***** Data section *****

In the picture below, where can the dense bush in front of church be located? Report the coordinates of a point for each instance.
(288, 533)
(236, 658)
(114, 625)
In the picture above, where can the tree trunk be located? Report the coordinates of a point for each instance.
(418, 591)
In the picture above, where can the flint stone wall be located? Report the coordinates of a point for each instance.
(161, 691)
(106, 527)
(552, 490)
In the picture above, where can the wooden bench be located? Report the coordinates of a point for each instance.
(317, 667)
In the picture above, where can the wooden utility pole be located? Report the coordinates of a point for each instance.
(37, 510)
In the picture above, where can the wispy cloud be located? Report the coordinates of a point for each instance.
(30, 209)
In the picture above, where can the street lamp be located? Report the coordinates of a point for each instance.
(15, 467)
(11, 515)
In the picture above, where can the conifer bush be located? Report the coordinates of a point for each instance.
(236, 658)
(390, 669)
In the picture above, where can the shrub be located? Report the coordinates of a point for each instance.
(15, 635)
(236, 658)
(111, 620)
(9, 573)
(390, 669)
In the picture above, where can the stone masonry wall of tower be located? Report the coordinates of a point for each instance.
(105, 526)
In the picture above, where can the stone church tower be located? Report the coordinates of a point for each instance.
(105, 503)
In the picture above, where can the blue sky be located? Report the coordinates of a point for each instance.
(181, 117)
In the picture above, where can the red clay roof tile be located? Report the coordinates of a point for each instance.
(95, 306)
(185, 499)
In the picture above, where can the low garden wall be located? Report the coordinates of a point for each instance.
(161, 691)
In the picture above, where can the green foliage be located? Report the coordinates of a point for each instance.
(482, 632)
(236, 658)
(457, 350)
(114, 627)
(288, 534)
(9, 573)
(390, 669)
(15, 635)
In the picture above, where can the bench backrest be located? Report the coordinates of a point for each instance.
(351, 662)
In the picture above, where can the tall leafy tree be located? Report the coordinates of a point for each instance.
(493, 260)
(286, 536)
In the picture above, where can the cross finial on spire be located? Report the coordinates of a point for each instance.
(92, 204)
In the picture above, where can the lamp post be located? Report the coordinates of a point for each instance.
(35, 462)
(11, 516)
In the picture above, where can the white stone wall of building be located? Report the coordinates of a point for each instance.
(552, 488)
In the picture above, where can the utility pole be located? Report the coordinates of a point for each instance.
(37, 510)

*****

Assignment: Copy out the data shown above in full. Match it exactly.

Written answer:
In the picture below, where can the dense bush in front of church be located? Report the coordinates of a point for each instance.
(288, 533)
(236, 658)
(114, 625)
In the picture above, where can the tree trunk be located? Report the coordinates of a point for each instance.
(418, 591)
In the picture above, where can the flint stone wall be located? Report the coordinates of a point for each instance.
(161, 691)
(106, 527)
(552, 490)
In the picture above, where can the wooden bench be located? Report the coordinates of a point for each instance.
(317, 667)
In the picture above, where can the wooden utility pole be located? Report the coordinates of a point for each instance.
(37, 510)
In the picture above, where can the wispy cloud be located? Report the coordinates of a point for each instance.
(30, 209)
In the picture above, where can the street lamp be located? Report the coordinates of a point for each instance.
(15, 467)
(11, 515)
In the picture above, where can the conifer bush be located? Report the coordinates of a point for each instance.
(236, 658)
(390, 669)
In the picture above, where can the shrub be located? Report the coordinates of a point for each instance.
(15, 635)
(236, 658)
(111, 620)
(9, 573)
(390, 669)
In the picture above, where can the stone masonry wall of tower be located? Report the coordinates of a point for each instance.
(105, 526)
In the picture above, where can the stone church tower be located? Report the coordinates of a point for each instance.
(105, 503)
In the picture above, where can the blue sky be located? Report the coordinates of a point for each instance.
(181, 117)
In the picture above, where can the red clay roof tile be located? Report the coordinates of a point for each instance.
(95, 306)
(185, 499)
In the picture above, where can the low garden wall be located? Report the coordinates of a point for each instance.
(161, 691)
In the picture above, where can the green foliage be located? Report the coordinates of a point for each instance.
(482, 632)
(236, 658)
(457, 350)
(114, 627)
(288, 534)
(9, 573)
(390, 669)
(15, 635)
In the picture above, where can the bench backrest be located? Report the coordinates of a point for each instance.
(351, 662)
In the picture above, where can the tall leafy tree be located? Report the coordinates of a point for each instance.
(493, 260)
(286, 536)
In the picture above, where can the cross finial on spire be located? Report the coordinates of a point for each instance.
(92, 204)
In the picture above, where can the lamp post be located? Report the coordinates of a point for each instance.
(35, 462)
(11, 516)
In the picture above, where can the white stone wall of building be located? Report the coordinates of a point for each instance.
(552, 488)
In the picture above, where can the utility pole be located? Report the coordinates of a point for each instance.
(37, 510)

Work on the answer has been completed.